## Task to complete
Write what comes next in the abstract on lung mesenchymal stromal cells and hydrogels in COPD, picking up after its final sentence.

-------- Text --------

Background: In COPD, the extracellular matrix (ECM) is disrupted, impacting the mechanical properties of lung tissue. Lung-resident mesenchymal stromal cells (LMSCs) secrete crucial growth factors to support alveolar epithelial repair, e.g. hepatocyte growth factor (HGF), which is impaired in COPD. We hypothesized that LMSC-ECM interactions are disturbed in COPD, and that this disbalance can be restored by altering the ECM mechanical cues from the microenvironment.

Methods: Collagen-derived gelatin methacrylate (GelMA) hydrogel (160 kDa; degree of modification 60%) was prepared by crosslinking with 0.5 mg/ml or 1 mg/ml lithium phenyl-2,4,6-trimethylbenzoylphosphinate (LAP), providing 2 mechanical environments. LMSCs from COPD patients or controls (n=4/group) were cultured on plastic or 2 mm-thick GelMA hydrogels. HGF gene and protein expression was assessed and an organoid transwell model was used to co-culture human alveolar epithelial H441 cells (upper chamber) and LMSCs with/without hydrogel (lower chamber). After 14 days, organoid size was quantified.

-------- Supplied data --------

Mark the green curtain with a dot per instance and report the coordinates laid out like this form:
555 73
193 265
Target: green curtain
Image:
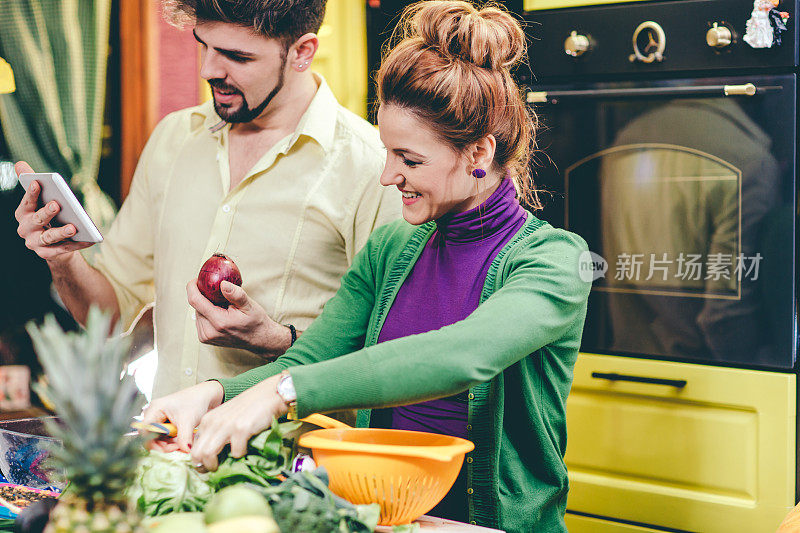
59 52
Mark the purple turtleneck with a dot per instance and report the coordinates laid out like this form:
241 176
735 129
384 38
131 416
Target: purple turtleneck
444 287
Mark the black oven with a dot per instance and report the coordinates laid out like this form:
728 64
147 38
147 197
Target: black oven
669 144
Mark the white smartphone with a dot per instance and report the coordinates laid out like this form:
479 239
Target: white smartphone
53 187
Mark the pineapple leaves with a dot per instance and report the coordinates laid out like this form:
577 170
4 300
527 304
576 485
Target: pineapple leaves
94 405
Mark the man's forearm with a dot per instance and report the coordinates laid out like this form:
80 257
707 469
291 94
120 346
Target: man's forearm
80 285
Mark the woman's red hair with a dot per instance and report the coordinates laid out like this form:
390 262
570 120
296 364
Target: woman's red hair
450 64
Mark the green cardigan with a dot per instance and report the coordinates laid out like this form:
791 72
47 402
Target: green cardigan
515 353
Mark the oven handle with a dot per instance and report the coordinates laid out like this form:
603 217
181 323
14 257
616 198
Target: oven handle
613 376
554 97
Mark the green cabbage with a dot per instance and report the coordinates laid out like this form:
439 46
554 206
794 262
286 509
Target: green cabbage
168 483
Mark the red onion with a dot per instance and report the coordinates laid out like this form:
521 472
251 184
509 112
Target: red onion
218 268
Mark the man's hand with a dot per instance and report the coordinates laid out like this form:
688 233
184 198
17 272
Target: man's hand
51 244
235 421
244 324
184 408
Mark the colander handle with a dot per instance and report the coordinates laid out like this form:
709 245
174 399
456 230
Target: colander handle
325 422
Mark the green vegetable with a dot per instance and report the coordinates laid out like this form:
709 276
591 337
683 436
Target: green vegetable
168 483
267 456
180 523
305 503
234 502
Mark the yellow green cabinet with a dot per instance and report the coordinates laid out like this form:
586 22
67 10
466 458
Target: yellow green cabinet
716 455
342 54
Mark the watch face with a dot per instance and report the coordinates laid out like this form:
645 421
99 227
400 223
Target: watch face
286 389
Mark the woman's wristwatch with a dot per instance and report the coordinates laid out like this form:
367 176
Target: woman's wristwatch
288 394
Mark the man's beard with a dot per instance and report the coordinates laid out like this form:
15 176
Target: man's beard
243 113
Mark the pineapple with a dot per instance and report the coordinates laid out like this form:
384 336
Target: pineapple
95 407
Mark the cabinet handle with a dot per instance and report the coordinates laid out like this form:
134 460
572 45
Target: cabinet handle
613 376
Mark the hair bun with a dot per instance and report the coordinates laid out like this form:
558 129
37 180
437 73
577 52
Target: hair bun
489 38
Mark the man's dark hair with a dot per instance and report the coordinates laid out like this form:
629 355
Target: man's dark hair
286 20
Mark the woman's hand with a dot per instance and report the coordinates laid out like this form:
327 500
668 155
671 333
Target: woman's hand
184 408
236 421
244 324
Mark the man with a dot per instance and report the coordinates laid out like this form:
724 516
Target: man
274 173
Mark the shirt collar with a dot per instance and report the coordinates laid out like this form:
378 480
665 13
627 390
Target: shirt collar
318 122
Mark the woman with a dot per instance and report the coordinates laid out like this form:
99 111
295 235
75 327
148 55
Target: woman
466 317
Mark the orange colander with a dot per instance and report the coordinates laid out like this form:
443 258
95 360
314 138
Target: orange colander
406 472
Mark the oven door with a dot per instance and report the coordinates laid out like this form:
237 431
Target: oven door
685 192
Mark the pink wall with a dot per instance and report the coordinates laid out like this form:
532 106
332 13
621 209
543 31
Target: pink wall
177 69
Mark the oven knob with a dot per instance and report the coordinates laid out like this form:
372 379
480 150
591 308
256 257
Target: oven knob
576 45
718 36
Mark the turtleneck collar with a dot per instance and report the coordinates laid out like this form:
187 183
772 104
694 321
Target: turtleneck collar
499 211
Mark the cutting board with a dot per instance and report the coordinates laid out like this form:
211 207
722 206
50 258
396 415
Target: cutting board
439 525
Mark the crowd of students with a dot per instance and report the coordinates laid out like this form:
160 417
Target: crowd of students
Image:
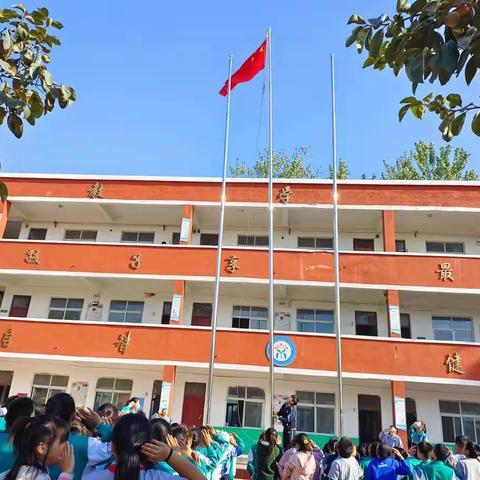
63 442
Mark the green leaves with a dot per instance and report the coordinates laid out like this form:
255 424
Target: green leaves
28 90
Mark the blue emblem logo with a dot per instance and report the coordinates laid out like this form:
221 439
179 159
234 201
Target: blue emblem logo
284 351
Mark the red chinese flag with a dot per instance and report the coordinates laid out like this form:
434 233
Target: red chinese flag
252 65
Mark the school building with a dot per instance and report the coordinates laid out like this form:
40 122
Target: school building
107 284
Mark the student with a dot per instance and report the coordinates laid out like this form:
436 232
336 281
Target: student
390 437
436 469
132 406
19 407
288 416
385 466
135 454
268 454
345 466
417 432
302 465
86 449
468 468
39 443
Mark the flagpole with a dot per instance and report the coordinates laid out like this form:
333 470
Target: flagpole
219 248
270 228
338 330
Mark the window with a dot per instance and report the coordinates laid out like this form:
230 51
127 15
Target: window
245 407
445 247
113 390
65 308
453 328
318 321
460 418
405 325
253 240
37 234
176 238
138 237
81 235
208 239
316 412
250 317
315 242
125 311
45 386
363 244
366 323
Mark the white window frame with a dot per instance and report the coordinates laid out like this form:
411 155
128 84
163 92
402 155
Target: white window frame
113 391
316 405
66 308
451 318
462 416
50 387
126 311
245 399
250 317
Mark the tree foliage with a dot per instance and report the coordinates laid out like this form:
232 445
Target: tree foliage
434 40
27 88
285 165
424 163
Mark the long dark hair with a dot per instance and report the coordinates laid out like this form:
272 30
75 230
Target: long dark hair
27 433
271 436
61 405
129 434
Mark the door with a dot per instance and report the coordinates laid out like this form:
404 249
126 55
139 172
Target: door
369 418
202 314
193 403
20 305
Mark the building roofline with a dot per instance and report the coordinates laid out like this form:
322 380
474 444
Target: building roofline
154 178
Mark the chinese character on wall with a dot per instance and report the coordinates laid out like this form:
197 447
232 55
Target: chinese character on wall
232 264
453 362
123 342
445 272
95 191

--------

## Exercise output
Results: HGF gene and protein levels were lower in COPD compared to control-derived LMSCs.  Culture on 0.5 mg/ml LAP GelMA hydrogel increased HGF levels in both COPD and control LMSCs. COPD-derived LMSCs induced aberrant organoid formation, with larger organoids than those supported by control-derived LMSCs. This effect was reversed when LMSCs were grown on 0.5 mg/ml LAP GelMA.

Conclusion: This study indicates that altering the ECM mechanical microenvironment has the potential to restore the reparative properties of LMSCs in COPD.  This highlights a potential strategy for improving alveolar epithelial repair by normalizing LMSC function.